BRANO FORNITO:
::::::

L’Intelligenza dell’Uomo nell’Era dell’Intelligenza Artificiale
Scritto da Danilo Pette il . Pubblicato in Attualità.
Il Digital Italy Summit 2024 invita a una riflessione collettiva sull’uso etico e responsabile dell’AI.Il Digital Italy Summit 2024, svoltosi a Roma dal 12 al 14 novembre, si presenta non come un mero convegno sull’innovazione, ma come un laboratorio culturale e spirituale, un momento di riflessione collettiva che ci spinge a interrogarci sulla nostra stessa identità in un’epoca dominata dall’intelligenza artificiale. L’evento ha invitato a una riflessione profonda, mettendo al centro la dimensione etica e responsabile dell’AI, in uno scenario in cui la tecnologia non è più uno strumento neutro, ma un tessuto narrativo che plasma il senso di ciò che siamo e potremmo diventare.
Quando parliamo di “onde” del cambiamento tecnologico, non ci riferiamo più a semplici frangenti di innovazione, ma a tsunami capaci di ridefinire intere civiltà. Non basta più chiedersi come reagire: la vera domanda muta radicalmente e diventa esistenziale: chi stiamo diventando mentre impariamo a non affondare? L’AI non è solo un acceleratore di processi, ma un’architettura cognitiva che prende forma e struttura insieme alle nostre stesse visioni del mondo.
Il Summit, per questo motivo, si è strutturato come un dispiegarsi di riflessioni interconnesse: keynote di spessore, panel tematici, momenti di confronto interdisciplinare. Ogni tavolo di lavoro, ogni intervento è stato pensato per costruire una visione sistemica, per esplorare opportunità e contraddizioni, per individuare le sfide antropologiche, culturali ed etiche che l’AI porta con sé. Non è stata una semplice fiera delle tecnologie, ma un’autentica esplorazione della nostra identità in trasformazione.

::::::

ELENCO DEI DATI:
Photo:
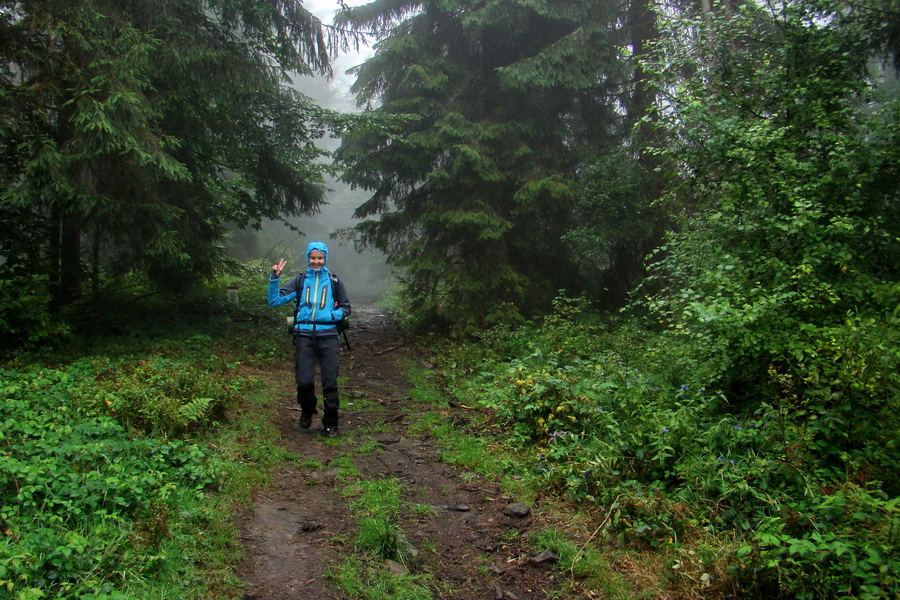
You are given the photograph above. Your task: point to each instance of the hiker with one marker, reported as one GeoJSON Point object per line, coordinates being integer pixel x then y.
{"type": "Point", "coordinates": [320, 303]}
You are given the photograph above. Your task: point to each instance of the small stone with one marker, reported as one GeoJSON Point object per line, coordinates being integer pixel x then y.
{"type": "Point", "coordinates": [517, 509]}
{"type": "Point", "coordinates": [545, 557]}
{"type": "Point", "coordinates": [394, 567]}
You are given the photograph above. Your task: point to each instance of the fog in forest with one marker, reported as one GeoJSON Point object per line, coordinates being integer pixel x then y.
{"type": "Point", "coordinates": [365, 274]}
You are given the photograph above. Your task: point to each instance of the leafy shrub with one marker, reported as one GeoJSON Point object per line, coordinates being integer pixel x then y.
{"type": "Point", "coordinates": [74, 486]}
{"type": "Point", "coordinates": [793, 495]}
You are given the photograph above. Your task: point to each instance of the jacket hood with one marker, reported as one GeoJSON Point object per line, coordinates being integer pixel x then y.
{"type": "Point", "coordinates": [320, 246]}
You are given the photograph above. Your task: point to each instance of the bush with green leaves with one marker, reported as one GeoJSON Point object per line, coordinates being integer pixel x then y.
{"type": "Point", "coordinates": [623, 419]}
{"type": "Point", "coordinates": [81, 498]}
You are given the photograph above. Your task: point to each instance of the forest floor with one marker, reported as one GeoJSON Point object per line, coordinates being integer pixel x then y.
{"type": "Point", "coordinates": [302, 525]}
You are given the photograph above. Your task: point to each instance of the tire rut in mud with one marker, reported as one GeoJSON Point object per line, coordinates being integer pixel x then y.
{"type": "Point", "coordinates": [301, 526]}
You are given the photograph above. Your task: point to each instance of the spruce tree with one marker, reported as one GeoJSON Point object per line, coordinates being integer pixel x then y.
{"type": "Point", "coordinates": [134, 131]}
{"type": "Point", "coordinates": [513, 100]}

::::::

RICHIESTA 1:
Ricopia senza alcuna modifica le righe dei record che vanno da quella contenente "of the bush" fino alla fine dei record, estremi inclusi.
RICHIESTA 2:
Prosegui il brano sul Digital Italy Summit 2024 a partire dalla sua ultima frase.

RISPOSTA 1:
You are given the photograph above. Your task: point to each instance of the bush with green leaves with one marker, reported as one GeoJSON Point object per line, coordinates being integer pixel x then y.
{"type": "Point", "coordinates": [623, 419]}
{"type": "Point", "coordinates": [81, 498]}
You are given the photograph above. Your task: point to each instance of the forest floor with one marker, reported as one GeoJSON Point object per line, coordinates being integer pixel x then y.
{"type": "Point", "coordinates": [302, 525]}
You are given the photograph above. Your task: point to each instance of the tire rut in mud with one marker, reported as one GeoJSON Point object per line, coordinates being integer pixel x then y.
{"type": "Point", "coordinates": [301, 526]}
You are given the photograph above. Your task: point to each instance of the spruce tree with one marker, reported as one GeoJSON Point object per line, coordinates being integer pixel x then y.
{"type": "Point", "coordinates": [134, 131]}
{"type": "Point", "coordinates": [513, 100]}

RISPOSTA 2:
L’ispirazione stessa del titolo, “The Coming Wave”, mutuata dal libro di Mustafa Suleyman, racchiude un’immagine potente: quella di un’onda inarrestabile che non si limita ad avvicinarsi, ma che travolge e modella paesaggi, consuetudini, coscienze. Questa onda – la tecnologia, e in particolare l’intelligenza artificiale – diventa metafora di un nuovo paradigma dell’essere, di una condizione in cui il confine tra umano e macchina inizia a dissolversi fino a farsi obsoleto.
Nel quadro di questo evento, l’AI è emersa come protagonista assoluta. Tuttavia, è emersa non come semplice ausilio tecnico, bensì come meta-tecnologia, capace di ridefinire la natura stessa delle attività umane. Quando una macchina “insegue” processi decisionali complessi, non ci troviamo più davanti a uno strumento: entriamo in una nuova simbiosi con il pensiero. La macchina non sta soltanto eseguendo istruzioni: in molti casi, le sta creando, strutturando e anticipando in modo autonomo, rendendo evidente che spesso sfugge al controllo diretto dell’operatore umano.
In questo scenario, diventa evidente che la tecnologia non è neutra. Uno degli assunti più radicali emersi dal Summit è la consapevolezza che ogni algoritmo è una storia codificata, ogni automatismo è una scelta morale celata sotto il velo dell’efficienza. Ogni sistema predittivo è, in fondo, una profezia: un dispositivo in grado di influenzare non soltanto ciò che accadrà, ma persino quello che le persone faranno. E proprio come le profezie, anche le profezie digitali hanno il potere di auto-avverarsi, specialmente se nessuno ne mette in discussione i meccanismi interni.
Da qui, nasce una riflessione teorica innovativa: la Teoria del Codice Vivente. Il Summit l’ha presentata come una prospettiva potente, capace di riformulare il modo in cui intendiamo il software. Non più fluido binario, ma struttura semantica, dispositivo narrativo in grado di costruire il senso. Il codice non è neutro: lavora, seleziona, mette insieme elementi della realtà. Ogni riga diventa un atto creativo, un disegno ontologico su cosa esiste, chi è invisibile, chi parla, chi tace. In questo senso, programmare è un atto creativo paragonabile a disegnare l’essere, a scrivere una grammatica del futuro.
Se l’intelligenza artificiale è lo specchio del nostro essere, allora ciò che vi riflettiamo – con le nostre paure, i nostri sogni, le nostre fragilità – ritorna a noi amplificato. Ci si chiede: quale umanità stiamo codificando? Quale grammatica disegnano le strutture semantiched dell’AI? Ecco che la Teoria del Codice Vivente diventa una bussola, un invito a considerare l’AI non come una meta-tecnologia da celebrare fine a sé stessa, ma come uno specchio critico capace di riflettere ciò che siamo e ciò che, volontariamente o meno, stiamo diventando.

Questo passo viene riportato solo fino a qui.